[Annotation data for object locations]
## START
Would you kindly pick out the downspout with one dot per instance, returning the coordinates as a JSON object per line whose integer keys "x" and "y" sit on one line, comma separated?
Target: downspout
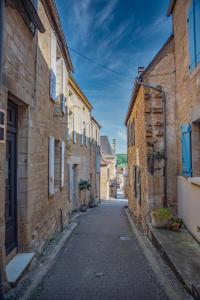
{"x": 2, "y": 16}
{"x": 159, "y": 88}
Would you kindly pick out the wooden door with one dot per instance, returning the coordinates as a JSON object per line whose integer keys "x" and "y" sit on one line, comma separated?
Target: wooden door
{"x": 11, "y": 179}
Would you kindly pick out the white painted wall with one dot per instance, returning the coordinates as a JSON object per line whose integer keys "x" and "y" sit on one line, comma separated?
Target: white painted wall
{"x": 189, "y": 205}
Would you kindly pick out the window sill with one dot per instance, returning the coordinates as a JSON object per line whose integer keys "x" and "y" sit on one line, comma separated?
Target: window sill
{"x": 194, "y": 180}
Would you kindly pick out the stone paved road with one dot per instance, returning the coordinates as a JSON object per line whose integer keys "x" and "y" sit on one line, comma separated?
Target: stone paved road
{"x": 97, "y": 264}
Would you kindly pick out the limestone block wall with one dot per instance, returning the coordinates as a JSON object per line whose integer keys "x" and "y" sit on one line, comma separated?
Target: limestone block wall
{"x": 161, "y": 72}
{"x": 104, "y": 182}
{"x": 26, "y": 82}
{"x": 187, "y": 111}
{"x": 137, "y": 156}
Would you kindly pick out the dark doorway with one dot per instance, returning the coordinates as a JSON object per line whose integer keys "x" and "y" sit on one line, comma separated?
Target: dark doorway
{"x": 11, "y": 179}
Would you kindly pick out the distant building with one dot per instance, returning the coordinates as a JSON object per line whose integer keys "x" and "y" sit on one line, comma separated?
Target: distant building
{"x": 108, "y": 169}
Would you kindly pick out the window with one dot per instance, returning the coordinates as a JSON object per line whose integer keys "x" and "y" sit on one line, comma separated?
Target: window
{"x": 58, "y": 75}
{"x": 83, "y": 137}
{"x": 56, "y": 165}
{"x": 2, "y": 126}
{"x": 131, "y": 133}
{"x": 70, "y": 126}
{"x": 194, "y": 33}
{"x": 195, "y": 148}
{"x": 186, "y": 150}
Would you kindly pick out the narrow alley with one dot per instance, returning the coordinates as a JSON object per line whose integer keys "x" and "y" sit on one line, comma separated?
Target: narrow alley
{"x": 102, "y": 260}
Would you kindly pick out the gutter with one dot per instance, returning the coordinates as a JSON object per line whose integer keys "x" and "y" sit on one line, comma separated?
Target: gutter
{"x": 159, "y": 88}
{"x": 171, "y": 7}
{"x": 2, "y": 16}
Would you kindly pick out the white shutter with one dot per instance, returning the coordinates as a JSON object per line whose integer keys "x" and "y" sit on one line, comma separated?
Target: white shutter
{"x": 62, "y": 164}
{"x": 53, "y": 67}
{"x": 51, "y": 165}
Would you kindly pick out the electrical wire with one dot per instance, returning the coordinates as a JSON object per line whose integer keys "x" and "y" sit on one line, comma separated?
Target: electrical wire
{"x": 111, "y": 70}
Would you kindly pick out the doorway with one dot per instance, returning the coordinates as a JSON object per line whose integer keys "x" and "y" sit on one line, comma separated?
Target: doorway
{"x": 11, "y": 179}
{"x": 75, "y": 187}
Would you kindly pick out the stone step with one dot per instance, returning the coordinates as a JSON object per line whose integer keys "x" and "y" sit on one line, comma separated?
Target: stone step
{"x": 17, "y": 266}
## END
▶ _STATED TASK_: Can you reproduce the listing above line for line, without changing anything, but leaving out the picture?

▶ _FULL OUTPUT_:
Would you kindly pick out the downspout with one dot per instance, returning the coordinates as a JSON object per line whose integer keys "x" and "y" sit on one line, comma separated?
Target: downspout
{"x": 2, "y": 16}
{"x": 159, "y": 88}
Would you kindly pick out the wooden door with one dot per instance, returning the coordinates as a JSON object per line whose integer keys "x" and "y" sit on one line, comma separated?
Target: wooden door
{"x": 11, "y": 179}
Would you kindly pick out the white painted wall with one dot per instance, returning the coordinates as a JSON object per line whose integer keys "x" and "y" sit on one line, comma separated?
Target: white painted wall
{"x": 189, "y": 205}
Would you kindly pick out the window sill with one dot per instance, returning the coordinates as a JSON object per line whose integer keys "x" and "y" sit on one line, comma separated?
Target: window sill
{"x": 194, "y": 180}
Would you kindly pick out the stone paved road with one dot per instance, returning the coordinates as a JSON object per line whose integer keys "x" and "y" sit on one line, comma separated?
Target: stone paved road
{"x": 97, "y": 264}
Would you kindly pick out the limestone block wall with one dot per instance, returning the coordinates as a JSON object per line whose integer keys "x" and "y" sit on one line, comma separated?
Target: limestone block wall
{"x": 161, "y": 72}
{"x": 104, "y": 182}
{"x": 26, "y": 82}
{"x": 187, "y": 111}
{"x": 137, "y": 156}
Would you kindly pick out the dark doorway with one dot per instance, returning the coordinates as a JSON object per line whose integer keys "x" and "y" sit on one line, comma separated?
Target: dark doorway
{"x": 11, "y": 179}
Would you kindly pick out the distant building with one dot per instance, returning the coordinates as a JSON object per line whose integer keys "x" and "y" sit on one line, comma separated?
Target: distant building
{"x": 108, "y": 169}
Would you kindly pick out the window with one dot per instance, returning the coordinates as a JSON object per line whose integer keys "x" and "y" sit on one line, comma separated?
Target: window
{"x": 58, "y": 75}
{"x": 83, "y": 137}
{"x": 56, "y": 165}
{"x": 2, "y": 126}
{"x": 131, "y": 133}
{"x": 70, "y": 126}
{"x": 194, "y": 33}
{"x": 195, "y": 148}
{"x": 186, "y": 150}
Would you kindly pick out the narrow alley with one dot per instance, returning the coordinates as a JSON object per line whose integer keys "x" and "y" sit on one line, comma separated?
Target: narrow alley
{"x": 102, "y": 260}
Would you kindly pick out the gutter with one dot per instance, returning the coordinates as a JSON object per line whose integer keys "x" and "y" sit on one line, comma separated?
Target: gutter
{"x": 159, "y": 88}
{"x": 171, "y": 7}
{"x": 2, "y": 16}
Would you kindly pick out the white shutter with one dot per instance, returning the coordinates as a JSON object per line whose integer keys "x" and "y" sit on one line, comma separated?
Target: white shutter
{"x": 62, "y": 164}
{"x": 53, "y": 67}
{"x": 51, "y": 165}
Would you kindly pick out the electrical wire with one dot per instance, returning the coordinates as a JSON object per line whose integer keys "x" and "y" sit on one line, comma separated?
Target: electrical wire
{"x": 111, "y": 70}
Would you kindly pick out the doorway with one dot per instance, returning the coordinates as a JSON object per line whose integer keys "x" and "y" sit on one line, comma separated?
Target: doorway
{"x": 11, "y": 179}
{"x": 75, "y": 187}
Would you kindly pick out the stone step with one dot per instance, returning the coordinates as a JSON object per line whose integer keys "x" and "y" sit on one line, comma separated?
Target: stone step
{"x": 17, "y": 266}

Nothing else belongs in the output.